→ DIRECTIVE:
Reproduce all of the records exactly.

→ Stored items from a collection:
------------------------------------------------------------------------

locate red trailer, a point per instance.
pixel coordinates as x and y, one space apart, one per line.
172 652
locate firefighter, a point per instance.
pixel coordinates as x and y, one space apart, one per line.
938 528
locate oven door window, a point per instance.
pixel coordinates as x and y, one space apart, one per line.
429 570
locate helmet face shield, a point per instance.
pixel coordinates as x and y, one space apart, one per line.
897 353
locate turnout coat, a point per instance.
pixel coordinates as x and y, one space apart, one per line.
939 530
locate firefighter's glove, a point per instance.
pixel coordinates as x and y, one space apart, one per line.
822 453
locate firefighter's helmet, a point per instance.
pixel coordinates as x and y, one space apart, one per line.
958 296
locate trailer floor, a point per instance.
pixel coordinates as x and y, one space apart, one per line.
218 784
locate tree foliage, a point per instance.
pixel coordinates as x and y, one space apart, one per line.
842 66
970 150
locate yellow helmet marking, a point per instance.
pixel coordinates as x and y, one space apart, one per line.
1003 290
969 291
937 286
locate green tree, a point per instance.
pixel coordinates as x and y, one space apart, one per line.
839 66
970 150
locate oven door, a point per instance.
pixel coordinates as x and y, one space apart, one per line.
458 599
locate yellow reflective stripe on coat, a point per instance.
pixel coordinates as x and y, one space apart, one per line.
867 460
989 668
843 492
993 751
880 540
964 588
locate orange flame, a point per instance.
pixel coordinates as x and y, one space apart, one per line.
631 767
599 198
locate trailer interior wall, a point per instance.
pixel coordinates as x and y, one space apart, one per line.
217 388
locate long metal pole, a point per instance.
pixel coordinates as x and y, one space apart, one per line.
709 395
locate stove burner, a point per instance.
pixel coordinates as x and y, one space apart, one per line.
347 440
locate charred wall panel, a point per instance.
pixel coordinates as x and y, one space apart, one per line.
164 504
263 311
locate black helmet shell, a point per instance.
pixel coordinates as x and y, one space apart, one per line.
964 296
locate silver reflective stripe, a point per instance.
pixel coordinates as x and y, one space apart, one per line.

------------------------------------------------------------------------

→ WRITTEN ANSWER:
locate red trailer, a point per instance.
pixel coordinates as x and y, one space apart, one per line.
172 652
locate firefighter, a point per instance.
pixel coordinates as x and y, one space apart, one per line.
938 528
locate oven door window, a point per instance.
pixel coordinates as x and y, one space apart, one per line.
429 570
locate helmet face shield, a point per instance.
pixel coordinates as x and y, one space apart, one per line.
897 353
locate turnout coat, a point per instance.
pixel coordinates as x and y, one space apart, one per line.
939 530
locate firefighter's glove, a point per instance.
pixel coordinates as x and y, one space apart, one per line.
822 453
locate firefighter's helmet, a point per instance.
pixel coordinates as x and y, one space apart, one per line.
958 296
locate trailer floor, a point per instance.
pixel coordinates as x and y, one space apart, one per line.
218 784
locate tree foliage, a point per instance.
pixel coordinates as x and y, one space apart, one per line.
842 66
970 150
locate yellow helmet marking, a point per instance.
pixel coordinates as x and y, one space apart, one per line.
1003 290
969 291
937 286
locate green tree, a point per instance.
pixel coordinates as x and y, one space apart, one per line.
839 66
970 150
locate oven door, a point per instance.
pixel coordinates as x and y, one space apart, one per line.
458 599
locate yellow reflective stripe on coat, a point per instance.
pixel coordinates as x and y, one space apart, one per line.
867 460
989 668
843 492
993 751
880 540
964 588
locate orange flame, a point per instance.
pixel coordinates as x and y, one space apart, one per line.
631 767
599 198
locate trailer interior wall, a point per instance.
pixel coordinates as x and y, one space apart, one per line.
217 388
locate long metal pole, a point per instance.
pixel coordinates as x and y, one space apart, one per line.
709 395
locate stove burner, a point per instance.
pixel coordinates as x and y, one space apart, one per line.
347 440
locate charred wall panel, a point per instance.
pixel coordinates as x and y, one space apart, one per line.
164 504
263 311
locate black helmet shell, a point per instance.
pixel coordinates as x and y, one space apart, one per line.
964 296
locate silver reflective stripe, a point per instance.
pixel coordinates as x and y, one space apart, one per line.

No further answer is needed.